- [Problem to work on] Could you reproduce the following lines verbatim, every one of them?

Detection annotation lines

▶

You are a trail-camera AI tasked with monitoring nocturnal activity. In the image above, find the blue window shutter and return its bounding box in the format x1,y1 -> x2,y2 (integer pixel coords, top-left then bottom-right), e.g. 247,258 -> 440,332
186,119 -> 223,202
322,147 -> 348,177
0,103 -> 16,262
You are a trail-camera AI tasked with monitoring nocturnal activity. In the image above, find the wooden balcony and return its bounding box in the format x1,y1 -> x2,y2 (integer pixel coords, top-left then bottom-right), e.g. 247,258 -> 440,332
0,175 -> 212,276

◀

- [Problem solution]
You are a trail-camera AI tasked with monitoring nocturnal activity. In the image above, find the blue window shutter and return its bounding box in the format x1,y1 -> x2,y2 (integer pixel coords, top-left then bottom-right), e.g. 247,258 -> 440,332
186,119 -> 223,202
322,147 -> 348,177
0,103 -> 16,262
You are a trail-camera AI tasked with monitoring nocturnal activity. In the image above, find the wooden balcony and return its bounding box in the format x1,y1 -> x2,y2 (integer pixel coords, top-left then bottom-right), e.g. 247,258 -> 440,332
0,175 -> 212,276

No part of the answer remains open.